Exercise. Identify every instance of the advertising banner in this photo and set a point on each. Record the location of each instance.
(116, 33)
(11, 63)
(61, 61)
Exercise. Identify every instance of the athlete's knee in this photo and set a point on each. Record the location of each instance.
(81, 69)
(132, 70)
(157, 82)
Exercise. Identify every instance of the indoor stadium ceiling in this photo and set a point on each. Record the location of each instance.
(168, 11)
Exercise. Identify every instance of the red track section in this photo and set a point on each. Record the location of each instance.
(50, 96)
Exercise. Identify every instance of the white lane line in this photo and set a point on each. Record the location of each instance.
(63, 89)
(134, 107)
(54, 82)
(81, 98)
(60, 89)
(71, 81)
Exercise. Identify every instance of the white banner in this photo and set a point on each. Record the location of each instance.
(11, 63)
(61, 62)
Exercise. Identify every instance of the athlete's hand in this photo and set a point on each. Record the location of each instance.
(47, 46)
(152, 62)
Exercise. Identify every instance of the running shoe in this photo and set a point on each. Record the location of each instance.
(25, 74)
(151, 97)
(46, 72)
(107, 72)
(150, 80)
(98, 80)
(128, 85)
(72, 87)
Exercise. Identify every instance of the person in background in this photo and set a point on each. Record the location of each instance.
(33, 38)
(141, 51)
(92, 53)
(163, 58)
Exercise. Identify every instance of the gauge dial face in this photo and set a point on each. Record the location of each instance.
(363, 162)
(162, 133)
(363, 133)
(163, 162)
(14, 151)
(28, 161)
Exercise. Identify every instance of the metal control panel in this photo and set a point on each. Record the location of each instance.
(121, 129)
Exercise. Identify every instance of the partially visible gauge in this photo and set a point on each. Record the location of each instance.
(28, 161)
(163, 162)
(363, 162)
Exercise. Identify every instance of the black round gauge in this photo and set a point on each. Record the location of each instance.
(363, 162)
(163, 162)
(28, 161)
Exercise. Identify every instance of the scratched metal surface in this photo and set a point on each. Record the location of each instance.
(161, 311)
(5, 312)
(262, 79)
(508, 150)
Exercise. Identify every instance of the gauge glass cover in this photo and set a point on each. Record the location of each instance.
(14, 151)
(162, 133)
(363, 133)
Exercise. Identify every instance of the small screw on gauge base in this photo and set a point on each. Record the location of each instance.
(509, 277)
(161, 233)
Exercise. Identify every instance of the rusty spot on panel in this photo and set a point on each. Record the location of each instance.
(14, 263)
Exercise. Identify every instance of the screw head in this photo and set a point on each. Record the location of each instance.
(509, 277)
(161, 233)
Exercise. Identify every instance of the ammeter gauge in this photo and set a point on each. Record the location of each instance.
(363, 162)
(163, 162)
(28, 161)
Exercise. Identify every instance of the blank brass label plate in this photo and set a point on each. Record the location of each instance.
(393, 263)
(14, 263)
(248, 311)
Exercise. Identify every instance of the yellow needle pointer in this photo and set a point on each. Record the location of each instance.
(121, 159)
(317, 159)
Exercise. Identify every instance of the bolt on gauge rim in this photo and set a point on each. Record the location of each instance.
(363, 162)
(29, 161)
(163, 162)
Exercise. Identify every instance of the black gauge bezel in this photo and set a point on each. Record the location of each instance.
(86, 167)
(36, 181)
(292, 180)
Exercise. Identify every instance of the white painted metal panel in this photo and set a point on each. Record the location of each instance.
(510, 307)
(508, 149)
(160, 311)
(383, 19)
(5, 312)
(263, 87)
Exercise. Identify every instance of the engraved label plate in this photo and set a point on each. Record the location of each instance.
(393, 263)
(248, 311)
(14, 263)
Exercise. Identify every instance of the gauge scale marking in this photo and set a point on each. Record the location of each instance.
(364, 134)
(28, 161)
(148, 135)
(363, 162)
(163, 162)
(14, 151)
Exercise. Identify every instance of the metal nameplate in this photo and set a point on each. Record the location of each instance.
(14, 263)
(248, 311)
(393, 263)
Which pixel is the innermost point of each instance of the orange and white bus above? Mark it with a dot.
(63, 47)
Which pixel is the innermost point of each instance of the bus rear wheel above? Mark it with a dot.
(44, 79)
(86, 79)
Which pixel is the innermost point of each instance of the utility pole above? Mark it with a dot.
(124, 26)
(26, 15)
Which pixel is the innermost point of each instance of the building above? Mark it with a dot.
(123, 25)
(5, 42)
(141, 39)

### What you should do
Without omitting anything, output the entries exactly.

### The reply
Exercise. Identify every instance of the advertising banner in this photo and set a point on each. Record the location of each instance.
(116, 33)
(11, 63)
(61, 61)
Exercise. Identify every instance of the athlete's knee in this photo and set a point on each. Record the location of each instance.
(81, 69)
(132, 70)
(157, 82)
Exercise. Identify every instance of the indoor stadium ceiling in this photo and set a point on each. Record the location of each instance.
(168, 11)
Exercise. Identify every instance of the red track section in this photo and set a point on each. Record the location of each instance.
(50, 96)
Exercise. Identify every instance of the white lane line in this photo and set a point on each. Record the location of each instance.
(63, 89)
(134, 107)
(54, 82)
(81, 98)
(60, 89)
(71, 81)
Exercise. Identify every instance of the white banner in this photo and set a point on each. Record the location of each instance.
(11, 63)
(61, 62)
Exercise. Identify every instance of the athlete's hand in this photo and set a point on each. Record the location of each instance.
(47, 46)
(152, 62)
Exercise. Identify every instance of the running shoe in this photo and set a point on each. Record the location of each instance.
(25, 74)
(151, 97)
(46, 72)
(107, 72)
(150, 80)
(98, 80)
(128, 85)
(72, 87)
Exercise. Identify every instance of the person in background in this photo and set a point on each. Record the location of each instance.
(33, 38)
(141, 51)
(92, 53)
(163, 58)
Exercise. Identify every instance of the gauge dial face in this photo and set a point on each. Record the location of each instance.
(363, 162)
(162, 133)
(363, 133)
(163, 162)
(14, 151)
(28, 161)
Exercise. Identify every instance of the metal control panel in this photo and set a point on each. Record the location of each instance.
(121, 129)
Exercise. Identify every instance of the partially visible gauge in this photo and set a point on each. Record the location of each instance.
(28, 161)
(163, 162)
(363, 162)
Exercise. Identify every instance of the black round gauge in this photo and set a point on each. Record the location of each instance.
(363, 162)
(163, 162)
(28, 161)
Exercise. Identify every instance of the scratched metal surface in this photo and set a point on each. Record the location of each instance.
(161, 311)
(5, 312)
(262, 79)
(508, 150)
Exercise. Identify every instance of the gauge glass cover in this photo and set a point on each. Record the location of each instance.
(14, 151)
(162, 133)
(363, 133)
Exercise. Identify every instance of the small screw on gauge base in this photo and set a point on each. Record the location of each instance.
(509, 277)
(161, 233)
Exercise. Identify every instance of the rusty spot on panel in this photo and set a point on each. Record the location of each instance.
(14, 263)
Exercise. Identify every instance of the screw head in this photo and set a point on each. Record the location of each instance.
(509, 277)
(161, 233)
Exercise. Identify every instance of the ammeter gauge in this photo and set a point on each. Record the location of each instance.
(363, 162)
(163, 162)
(28, 161)
Exercise. Identify every instance of the blank brass label plate in this photo and set a point on each. Record the location of each instance.
(393, 263)
(14, 263)
(248, 311)
Exercise. Identify every instance of the yellow needle pointer in this photo and set a point on each. Record the location of each instance.
(121, 159)
(317, 159)
Exercise. Identify every instance of the bolt on gauge rim in this photo and set a point on each. Record the location of each instance.
(363, 162)
(29, 161)
(163, 162)
Exercise. Identify every instance of the black gauge bezel in this photo and set a point on each. Record the location of each instance.
(86, 167)
(36, 181)
(292, 180)
Exercise. Identify every instance of the white painted metal panel in this photo and set a point on each. Record the location of each instance.
(510, 307)
(508, 149)
(160, 311)
(383, 19)
(5, 312)
(263, 87)
Exercise. Identify every instance of the engraved label plate in this photo and set a point on each. Record the location of each instance.
(393, 263)
(248, 311)
(14, 263)
Exercise. Identify every instance of the gauge scale marking in this photo and set a point on each. Record the location of each instance.
(364, 134)
(28, 161)
(148, 135)
(363, 162)
(163, 162)
(14, 151)
Exercise. Identify every instance of the metal nameplate in this photo and set a point on each. Record the location of each instance.
(14, 263)
(248, 311)
(393, 263)
Which pixel is the innermost point of each instance of the orange and white bus above? Mark it with a dot.
(63, 47)
Which pixel is the innermost point of each instance of the bus rear wheel above? Mark it with a dot.
(44, 79)
(86, 79)
Which pixel is the innermost point of each instance of the utility pole above? Mark it with a dot.
(124, 26)
(26, 15)
Which pixel is the innermost point of each instance of the building above? Mark it with a dot.
(123, 25)
(5, 42)
(141, 39)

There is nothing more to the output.